WHAT YOU SHOULD DO: Please present the lines from the one containing "Check that every instance of the tree" through the one containing "[(448, 525)]" as a Markdown table with the columns Row and Line, leaving out any blank lines.

LISTING:
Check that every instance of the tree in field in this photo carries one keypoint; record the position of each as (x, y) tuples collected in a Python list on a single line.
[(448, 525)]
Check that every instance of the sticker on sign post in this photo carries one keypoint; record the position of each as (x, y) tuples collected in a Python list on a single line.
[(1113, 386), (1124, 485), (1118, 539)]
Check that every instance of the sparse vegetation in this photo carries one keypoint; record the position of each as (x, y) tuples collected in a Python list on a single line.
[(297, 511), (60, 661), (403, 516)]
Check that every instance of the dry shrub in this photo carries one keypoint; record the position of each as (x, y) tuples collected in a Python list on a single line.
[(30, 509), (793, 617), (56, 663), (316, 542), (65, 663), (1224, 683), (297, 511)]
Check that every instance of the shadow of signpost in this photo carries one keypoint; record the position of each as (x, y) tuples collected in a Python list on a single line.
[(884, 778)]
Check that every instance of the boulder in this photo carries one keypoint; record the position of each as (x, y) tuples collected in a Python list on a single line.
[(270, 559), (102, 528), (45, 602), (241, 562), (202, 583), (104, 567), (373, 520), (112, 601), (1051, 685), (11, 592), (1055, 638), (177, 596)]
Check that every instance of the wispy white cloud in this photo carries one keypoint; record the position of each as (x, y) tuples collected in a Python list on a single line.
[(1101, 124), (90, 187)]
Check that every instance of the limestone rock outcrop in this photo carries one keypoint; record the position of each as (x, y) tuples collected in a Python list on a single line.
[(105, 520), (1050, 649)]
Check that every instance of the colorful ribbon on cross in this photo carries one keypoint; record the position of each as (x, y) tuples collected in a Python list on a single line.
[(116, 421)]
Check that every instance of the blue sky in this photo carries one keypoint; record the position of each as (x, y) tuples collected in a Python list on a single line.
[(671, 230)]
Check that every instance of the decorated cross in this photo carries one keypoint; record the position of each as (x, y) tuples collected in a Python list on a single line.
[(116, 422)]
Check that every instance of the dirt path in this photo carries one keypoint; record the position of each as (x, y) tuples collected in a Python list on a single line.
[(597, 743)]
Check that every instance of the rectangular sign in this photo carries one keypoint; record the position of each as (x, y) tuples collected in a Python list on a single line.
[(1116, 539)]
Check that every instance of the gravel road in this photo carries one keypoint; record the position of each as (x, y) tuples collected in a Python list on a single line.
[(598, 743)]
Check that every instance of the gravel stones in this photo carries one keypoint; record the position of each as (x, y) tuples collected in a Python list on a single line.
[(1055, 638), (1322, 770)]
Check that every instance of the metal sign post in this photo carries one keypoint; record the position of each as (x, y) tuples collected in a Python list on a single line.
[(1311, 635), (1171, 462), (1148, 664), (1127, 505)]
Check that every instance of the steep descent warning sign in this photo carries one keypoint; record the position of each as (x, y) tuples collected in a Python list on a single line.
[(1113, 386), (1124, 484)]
--
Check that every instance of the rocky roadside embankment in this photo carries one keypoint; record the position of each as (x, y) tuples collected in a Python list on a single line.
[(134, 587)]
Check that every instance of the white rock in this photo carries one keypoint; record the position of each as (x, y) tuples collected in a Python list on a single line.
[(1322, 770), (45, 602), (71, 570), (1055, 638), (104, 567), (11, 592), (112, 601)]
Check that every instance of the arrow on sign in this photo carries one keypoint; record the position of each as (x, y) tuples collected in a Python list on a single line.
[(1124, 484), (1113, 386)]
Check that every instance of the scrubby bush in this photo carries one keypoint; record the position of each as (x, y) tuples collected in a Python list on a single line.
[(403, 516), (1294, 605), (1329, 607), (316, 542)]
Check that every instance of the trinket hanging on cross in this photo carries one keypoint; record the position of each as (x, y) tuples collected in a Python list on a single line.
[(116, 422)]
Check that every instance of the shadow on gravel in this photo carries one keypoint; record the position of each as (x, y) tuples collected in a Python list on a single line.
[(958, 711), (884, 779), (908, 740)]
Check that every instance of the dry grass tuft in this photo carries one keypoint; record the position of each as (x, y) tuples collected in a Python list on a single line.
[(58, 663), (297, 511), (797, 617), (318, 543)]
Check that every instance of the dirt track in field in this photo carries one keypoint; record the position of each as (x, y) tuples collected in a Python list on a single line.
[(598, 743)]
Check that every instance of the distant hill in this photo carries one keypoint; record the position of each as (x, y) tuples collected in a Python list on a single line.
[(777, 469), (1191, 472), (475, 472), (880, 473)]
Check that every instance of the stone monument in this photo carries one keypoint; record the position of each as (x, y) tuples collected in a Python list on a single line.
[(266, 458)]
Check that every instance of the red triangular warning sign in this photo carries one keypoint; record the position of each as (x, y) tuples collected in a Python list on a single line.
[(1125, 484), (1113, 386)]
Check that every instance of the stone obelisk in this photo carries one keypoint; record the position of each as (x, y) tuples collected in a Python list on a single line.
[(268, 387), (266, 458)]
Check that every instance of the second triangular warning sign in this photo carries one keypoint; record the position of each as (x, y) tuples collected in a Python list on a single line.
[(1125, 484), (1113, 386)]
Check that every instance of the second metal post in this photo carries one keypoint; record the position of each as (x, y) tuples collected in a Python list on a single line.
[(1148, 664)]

SOLUTION FOR THIS TASK:
| Row | Line |
|---|---|
| 1 | Check that every instance of the tree in field in this photo carries one keypoint; record the position of each as (x, y) tuples collected in a Python list on a single line. |
| 2 | [(448, 525)] |